Natural-language object grounding data
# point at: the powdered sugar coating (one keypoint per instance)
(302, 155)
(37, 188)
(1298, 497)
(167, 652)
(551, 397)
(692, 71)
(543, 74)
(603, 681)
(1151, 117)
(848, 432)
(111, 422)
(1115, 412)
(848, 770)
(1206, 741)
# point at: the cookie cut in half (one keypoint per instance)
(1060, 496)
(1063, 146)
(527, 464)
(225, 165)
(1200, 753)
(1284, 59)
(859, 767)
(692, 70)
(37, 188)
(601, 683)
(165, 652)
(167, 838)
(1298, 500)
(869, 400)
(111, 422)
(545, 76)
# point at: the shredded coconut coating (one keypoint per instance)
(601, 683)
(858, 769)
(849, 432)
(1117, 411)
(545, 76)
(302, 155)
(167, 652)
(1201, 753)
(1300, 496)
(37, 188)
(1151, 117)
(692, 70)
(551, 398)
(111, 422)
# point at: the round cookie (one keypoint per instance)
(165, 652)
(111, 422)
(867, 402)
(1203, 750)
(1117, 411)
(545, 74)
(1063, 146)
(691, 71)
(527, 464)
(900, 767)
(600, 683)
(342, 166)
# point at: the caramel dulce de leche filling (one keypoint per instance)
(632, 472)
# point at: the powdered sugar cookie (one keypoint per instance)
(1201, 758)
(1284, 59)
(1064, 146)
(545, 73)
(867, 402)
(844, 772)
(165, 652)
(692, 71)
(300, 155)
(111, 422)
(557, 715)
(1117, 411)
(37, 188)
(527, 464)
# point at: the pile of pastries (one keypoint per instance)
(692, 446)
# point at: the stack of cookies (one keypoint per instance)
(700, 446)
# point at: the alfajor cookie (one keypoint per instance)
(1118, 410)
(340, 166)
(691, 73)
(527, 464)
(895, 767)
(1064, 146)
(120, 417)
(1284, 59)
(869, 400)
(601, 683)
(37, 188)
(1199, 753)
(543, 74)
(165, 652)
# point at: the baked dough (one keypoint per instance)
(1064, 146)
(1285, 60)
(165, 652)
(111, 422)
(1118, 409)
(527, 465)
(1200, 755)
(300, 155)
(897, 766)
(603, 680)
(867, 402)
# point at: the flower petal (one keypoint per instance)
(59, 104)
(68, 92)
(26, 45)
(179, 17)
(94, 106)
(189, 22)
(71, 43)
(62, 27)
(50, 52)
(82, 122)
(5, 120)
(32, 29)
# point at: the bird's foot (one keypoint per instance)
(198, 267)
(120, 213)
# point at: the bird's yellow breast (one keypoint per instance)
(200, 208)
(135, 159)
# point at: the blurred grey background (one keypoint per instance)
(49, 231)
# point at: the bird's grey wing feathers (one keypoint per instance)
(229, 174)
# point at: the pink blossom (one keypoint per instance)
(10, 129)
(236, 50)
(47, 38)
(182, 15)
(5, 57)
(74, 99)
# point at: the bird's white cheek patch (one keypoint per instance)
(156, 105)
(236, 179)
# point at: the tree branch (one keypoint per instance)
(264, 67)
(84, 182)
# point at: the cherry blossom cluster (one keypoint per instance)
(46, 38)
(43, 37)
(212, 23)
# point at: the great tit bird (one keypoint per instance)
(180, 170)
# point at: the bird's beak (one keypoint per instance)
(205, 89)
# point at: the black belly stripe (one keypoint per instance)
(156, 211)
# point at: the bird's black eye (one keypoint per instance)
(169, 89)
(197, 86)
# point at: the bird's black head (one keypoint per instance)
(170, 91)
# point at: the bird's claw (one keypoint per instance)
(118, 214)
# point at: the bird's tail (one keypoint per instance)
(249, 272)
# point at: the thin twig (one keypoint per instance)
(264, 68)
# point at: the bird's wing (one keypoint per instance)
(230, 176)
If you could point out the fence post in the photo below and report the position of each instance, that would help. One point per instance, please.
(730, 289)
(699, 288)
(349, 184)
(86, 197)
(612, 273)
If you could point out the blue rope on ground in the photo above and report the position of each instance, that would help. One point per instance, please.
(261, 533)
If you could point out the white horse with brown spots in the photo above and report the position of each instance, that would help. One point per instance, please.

To do:
Print each entry exactly as it appears above.

Exercise solution:
# point at: the powdered sugar coating (one keypoint per instance)
(302, 155)
(37, 188)
(1298, 497)
(167, 652)
(551, 397)
(692, 71)
(543, 74)
(603, 681)
(1151, 117)
(848, 432)
(111, 422)
(1115, 412)
(848, 770)
(1206, 741)
# point at: the cookie cut in half (one keypoint per instance)
(1060, 496)
(1063, 146)
(527, 464)
(225, 165)
(1200, 753)
(1284, 59)
(859, 767)
(692, 70)
(37, 188)
(601, 683)
(165, 652)
(167, 838)
(1298, 500)
(869, 400)
(111, 422)
(545, 76)
# point at: the shredded coconut coating (one keypoint per instance)
(601, 683)
(858, 769)
(849, 432)
(1117, 411)
(545, 76)
(302, 155)
(167, 652)
(1201, 753)
(1300, 496)
(37, 188)
(1151, 117)
(692, 70)
(551, 398)
(111, 422)
# point at: the round cookie (one keypoint per instance)
(165, 652)
(111, 422)
(867, 402)
(1203, 750)
(1117, 411)
(545, 74)
(1063, 146)
(691, 71)
(527, 464)
(900, 767)
(600, 683)
(342, 166)
# point at: the caramel dulce de leche filling (one keypoint per instance)
(632, 472)
# point at: the powdered sugar cookie (one keypoint per instance)
(1201, 758)
(1284, 59)
(1064, 146)
(545, 73)
(867, 402)
(844, 772)
(165, 652)
(692, 71)
(300, 155)
(111, 422)
(557, 715)
(1117, 411)
(37, 188)
(527, 464)
# point at: the pile of pastries (one keypoint per instance)
(692, 446)
# point at: the stack of cookies (one keypoint per instance)
(700, 446)
# point at: the alfajor cookie (one keypoint per instance)
(1118, 410)
(340, 166)
(691, 73)
(527, 464)
(895, 767)
(1064, 146)
(120, 417)
(1284, 59)
(869, 400)
(601, 683)
(37, 188)
(1199, 753)
(543, 74)
(165, 652)
# point at: the baked dough (one keypoint per instance)
(1064, 146)
(1285, 60)
(165, 652)
(111, 422)
(1118, 409)
(527, 465)
(1200, 755)
(300, 155)
(897, 766)
(603, 680)
(867, 402)
# point at: the flower petal (one keypoint per instance)
(59, 104)
(68, 92)
(26, 45)
(179, 17)
(94, 106)
(189, 22)
(71, 43)
(62, 27)
(50, 52)
(82, 122)
(5, 120)
(32, 29)
# point at: the bird's foot (one keypoint per instance)
(198, 267)
(120, 213)
# point at: the bird's yellow breast (one keypoint per instance)
(200, 208)
(135, 159)
# point at: the blurred grey background (one keypoint per instance)
(49, 231)
# point at: the bird's grey wing feathers (one keypoint per instance)
(229, 174)
# point at: the pink blossom (one keypoint per instance)
(10, 129)
(236, 50)
(47, 38)
(182, 15)
(5, 57)
(74, 99)
# point at: the bird's white cheek patch (one keypoint per instance)
(156, 105)
(236, 179)
# point at: the tree branch (one keypoint per instance)
(264, 67)
(84, 182)
# point at: the cherry blossom cluster (one keypoint per instance)
(46, 38)
(43, 37)
(212, 23)
# point at: the great tit bird (one keypoint per instance)
(180, 170)
# point at: the bird's beak (one keypoint per instance)
(205, 89)
# point at: the black belly stripe (one keypoint per instance)
(156, 211)
# point at: the bird's black eye (one keypoint per instance)
(169, 89)
(197, 86)
# point at: the bird's black head (one keypoint per instance)
(170, 91)
# point at: the bird's claw (one keypoint per instance)
(118, 214)
# point at: the bird's tail (one keypoint per instance)
(249, 272)
# point at: the thin twig (one keypoint per instance)
(264, 68)
# point at: the bird's wing (one keypoint per instance)
(230, 176)
If you could point out the fence post in the photo below and report the position of each instance, that would help. One point per instance, please.
(730, 289)
(699, 288)
(349, 184)
(86, 197)
(612, 273)
If you could point out the blue rope on ground in the photo above and report the position of each instance, that would help. One point per instance, please.
(261, 533)
If you could point out the white horse with brown spots in the photo above and report the position of each instance, that would help. One point per instance, please.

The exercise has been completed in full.